_Job_
Reproduce verbatim the lines of the records starting at the line that contains "Field-scouting task: mark every instance of the tree trunk" and ending at the line that contains "point(175, 33)", both included.

_Extracted records_
::::::::::
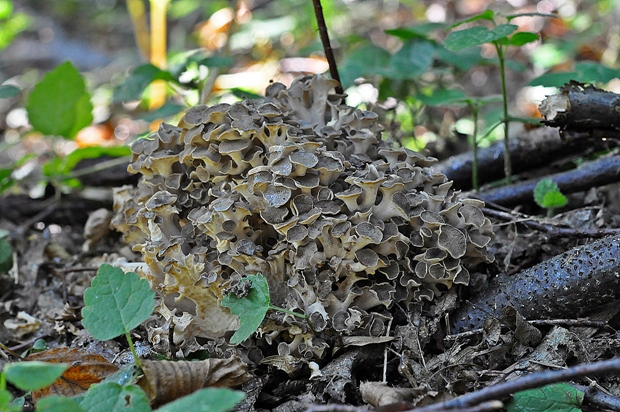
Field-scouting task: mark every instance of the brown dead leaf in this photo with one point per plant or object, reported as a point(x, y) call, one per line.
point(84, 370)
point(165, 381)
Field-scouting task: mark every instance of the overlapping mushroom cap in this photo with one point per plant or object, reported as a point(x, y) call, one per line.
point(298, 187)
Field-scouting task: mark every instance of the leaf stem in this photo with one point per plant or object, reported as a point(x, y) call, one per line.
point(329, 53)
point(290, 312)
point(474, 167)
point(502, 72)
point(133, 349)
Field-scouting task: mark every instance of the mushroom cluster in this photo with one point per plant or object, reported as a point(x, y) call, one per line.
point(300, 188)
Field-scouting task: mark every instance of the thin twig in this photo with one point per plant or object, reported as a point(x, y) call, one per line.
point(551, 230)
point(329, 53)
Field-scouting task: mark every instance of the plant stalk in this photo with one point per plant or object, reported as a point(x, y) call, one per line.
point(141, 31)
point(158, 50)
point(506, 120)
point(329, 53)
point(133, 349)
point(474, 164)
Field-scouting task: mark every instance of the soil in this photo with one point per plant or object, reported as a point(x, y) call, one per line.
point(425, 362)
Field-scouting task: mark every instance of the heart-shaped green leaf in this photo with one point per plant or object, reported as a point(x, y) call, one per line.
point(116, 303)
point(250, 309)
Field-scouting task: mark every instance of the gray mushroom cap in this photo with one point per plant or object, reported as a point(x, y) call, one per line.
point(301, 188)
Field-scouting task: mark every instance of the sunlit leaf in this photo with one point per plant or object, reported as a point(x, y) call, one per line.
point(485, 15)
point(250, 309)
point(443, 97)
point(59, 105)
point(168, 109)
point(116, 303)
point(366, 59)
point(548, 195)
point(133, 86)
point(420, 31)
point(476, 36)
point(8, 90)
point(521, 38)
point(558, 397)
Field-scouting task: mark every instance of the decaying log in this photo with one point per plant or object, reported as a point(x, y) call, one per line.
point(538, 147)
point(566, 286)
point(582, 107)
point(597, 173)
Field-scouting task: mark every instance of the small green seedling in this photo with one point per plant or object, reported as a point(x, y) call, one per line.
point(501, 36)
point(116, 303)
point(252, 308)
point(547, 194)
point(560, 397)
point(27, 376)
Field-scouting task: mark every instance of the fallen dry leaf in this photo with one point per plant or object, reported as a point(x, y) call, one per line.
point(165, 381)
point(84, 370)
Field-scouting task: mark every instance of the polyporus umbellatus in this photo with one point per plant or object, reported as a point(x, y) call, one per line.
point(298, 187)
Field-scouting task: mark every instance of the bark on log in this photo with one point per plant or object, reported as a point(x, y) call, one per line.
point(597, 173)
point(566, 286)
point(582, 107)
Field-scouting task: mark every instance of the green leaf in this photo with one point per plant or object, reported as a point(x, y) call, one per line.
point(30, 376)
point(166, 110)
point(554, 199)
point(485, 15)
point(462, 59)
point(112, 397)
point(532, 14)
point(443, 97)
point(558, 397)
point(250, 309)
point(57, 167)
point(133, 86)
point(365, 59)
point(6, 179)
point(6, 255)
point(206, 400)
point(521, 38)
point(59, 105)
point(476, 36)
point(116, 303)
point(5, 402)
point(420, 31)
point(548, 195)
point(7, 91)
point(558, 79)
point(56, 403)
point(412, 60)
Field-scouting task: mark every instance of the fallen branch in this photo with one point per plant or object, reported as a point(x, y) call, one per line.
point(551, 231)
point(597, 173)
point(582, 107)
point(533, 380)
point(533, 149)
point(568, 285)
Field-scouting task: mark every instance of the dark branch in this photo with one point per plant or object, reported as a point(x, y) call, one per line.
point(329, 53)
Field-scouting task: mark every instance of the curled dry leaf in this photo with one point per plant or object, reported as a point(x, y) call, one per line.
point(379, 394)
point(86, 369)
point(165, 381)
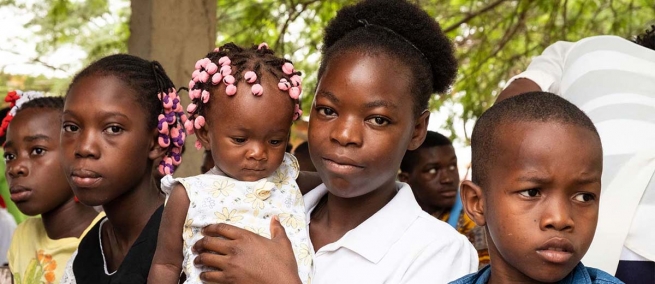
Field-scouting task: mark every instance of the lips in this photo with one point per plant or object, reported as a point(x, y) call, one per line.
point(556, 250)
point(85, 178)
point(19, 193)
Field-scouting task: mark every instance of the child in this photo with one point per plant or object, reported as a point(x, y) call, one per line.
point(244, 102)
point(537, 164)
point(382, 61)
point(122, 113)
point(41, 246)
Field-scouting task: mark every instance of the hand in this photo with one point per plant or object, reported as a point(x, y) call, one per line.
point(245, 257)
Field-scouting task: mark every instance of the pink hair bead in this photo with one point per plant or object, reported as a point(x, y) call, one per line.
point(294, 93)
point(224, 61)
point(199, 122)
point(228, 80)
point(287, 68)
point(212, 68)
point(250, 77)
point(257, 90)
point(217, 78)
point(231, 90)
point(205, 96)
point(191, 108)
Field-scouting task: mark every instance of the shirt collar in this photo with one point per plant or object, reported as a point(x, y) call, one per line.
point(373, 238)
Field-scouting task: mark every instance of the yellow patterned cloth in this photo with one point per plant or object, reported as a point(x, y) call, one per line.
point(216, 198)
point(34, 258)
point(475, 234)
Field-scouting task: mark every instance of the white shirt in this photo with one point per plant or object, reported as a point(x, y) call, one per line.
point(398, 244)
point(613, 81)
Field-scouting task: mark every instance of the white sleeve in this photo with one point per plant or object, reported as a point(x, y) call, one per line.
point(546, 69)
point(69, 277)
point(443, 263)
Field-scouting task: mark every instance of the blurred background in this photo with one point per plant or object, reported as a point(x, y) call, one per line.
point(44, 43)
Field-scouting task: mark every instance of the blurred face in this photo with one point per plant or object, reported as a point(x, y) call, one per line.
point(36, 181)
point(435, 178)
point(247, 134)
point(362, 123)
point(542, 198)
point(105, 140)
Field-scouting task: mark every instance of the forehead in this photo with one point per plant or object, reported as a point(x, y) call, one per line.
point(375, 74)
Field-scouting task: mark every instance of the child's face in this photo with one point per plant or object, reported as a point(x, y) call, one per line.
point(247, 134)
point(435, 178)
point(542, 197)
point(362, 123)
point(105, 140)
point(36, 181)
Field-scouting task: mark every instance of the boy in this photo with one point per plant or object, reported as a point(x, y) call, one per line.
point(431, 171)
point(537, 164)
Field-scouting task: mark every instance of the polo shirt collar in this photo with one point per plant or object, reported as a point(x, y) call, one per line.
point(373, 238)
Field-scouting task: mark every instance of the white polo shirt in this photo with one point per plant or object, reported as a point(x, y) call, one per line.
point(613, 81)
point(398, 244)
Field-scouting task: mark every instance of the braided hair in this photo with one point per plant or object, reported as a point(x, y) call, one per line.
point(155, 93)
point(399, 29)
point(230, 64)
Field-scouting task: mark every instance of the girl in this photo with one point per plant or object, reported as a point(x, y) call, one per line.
::::::::::
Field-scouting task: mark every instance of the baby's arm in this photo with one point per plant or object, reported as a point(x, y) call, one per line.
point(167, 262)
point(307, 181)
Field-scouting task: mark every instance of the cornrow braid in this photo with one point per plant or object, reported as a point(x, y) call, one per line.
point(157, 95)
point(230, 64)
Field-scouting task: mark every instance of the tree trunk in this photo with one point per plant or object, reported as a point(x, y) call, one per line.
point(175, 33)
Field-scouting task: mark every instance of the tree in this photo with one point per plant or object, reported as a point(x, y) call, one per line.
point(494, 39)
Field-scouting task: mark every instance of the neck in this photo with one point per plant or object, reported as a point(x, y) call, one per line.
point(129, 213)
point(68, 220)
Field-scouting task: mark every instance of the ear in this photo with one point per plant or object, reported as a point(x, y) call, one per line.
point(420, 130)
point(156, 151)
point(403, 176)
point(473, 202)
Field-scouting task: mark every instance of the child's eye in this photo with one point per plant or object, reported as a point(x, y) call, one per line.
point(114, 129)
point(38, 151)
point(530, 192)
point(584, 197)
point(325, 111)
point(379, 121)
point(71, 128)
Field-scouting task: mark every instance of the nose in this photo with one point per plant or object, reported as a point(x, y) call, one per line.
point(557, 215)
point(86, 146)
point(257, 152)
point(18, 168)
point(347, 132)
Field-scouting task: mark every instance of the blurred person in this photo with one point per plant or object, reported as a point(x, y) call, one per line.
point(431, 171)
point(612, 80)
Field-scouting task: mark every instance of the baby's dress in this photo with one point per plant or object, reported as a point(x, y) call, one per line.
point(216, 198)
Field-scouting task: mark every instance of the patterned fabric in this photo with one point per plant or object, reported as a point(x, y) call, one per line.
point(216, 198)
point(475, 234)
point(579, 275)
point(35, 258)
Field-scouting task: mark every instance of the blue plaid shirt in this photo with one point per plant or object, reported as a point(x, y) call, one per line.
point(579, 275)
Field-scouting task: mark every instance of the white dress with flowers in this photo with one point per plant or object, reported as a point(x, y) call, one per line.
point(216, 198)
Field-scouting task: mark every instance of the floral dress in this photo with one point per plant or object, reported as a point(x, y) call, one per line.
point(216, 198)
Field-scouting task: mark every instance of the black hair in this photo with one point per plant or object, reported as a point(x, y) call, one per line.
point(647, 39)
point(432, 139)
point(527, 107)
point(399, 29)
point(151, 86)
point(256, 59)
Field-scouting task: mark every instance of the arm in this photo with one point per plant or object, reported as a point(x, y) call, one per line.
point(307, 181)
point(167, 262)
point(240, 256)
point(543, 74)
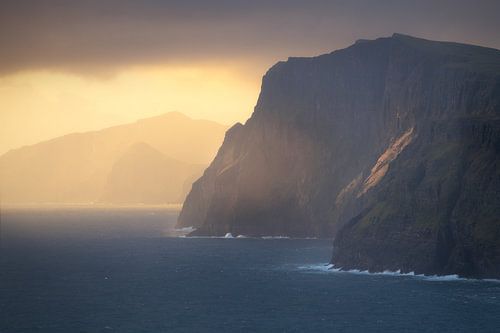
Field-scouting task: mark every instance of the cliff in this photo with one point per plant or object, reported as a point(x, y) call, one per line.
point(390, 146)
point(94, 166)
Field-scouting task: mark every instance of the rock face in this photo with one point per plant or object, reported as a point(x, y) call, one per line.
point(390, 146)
::::::::::
_Final result_
Field-scouting task: mark every instance of the tree trunk in this photo with one point per plant or object, reported as a point(x, y) call, one per line.
point(175, 33)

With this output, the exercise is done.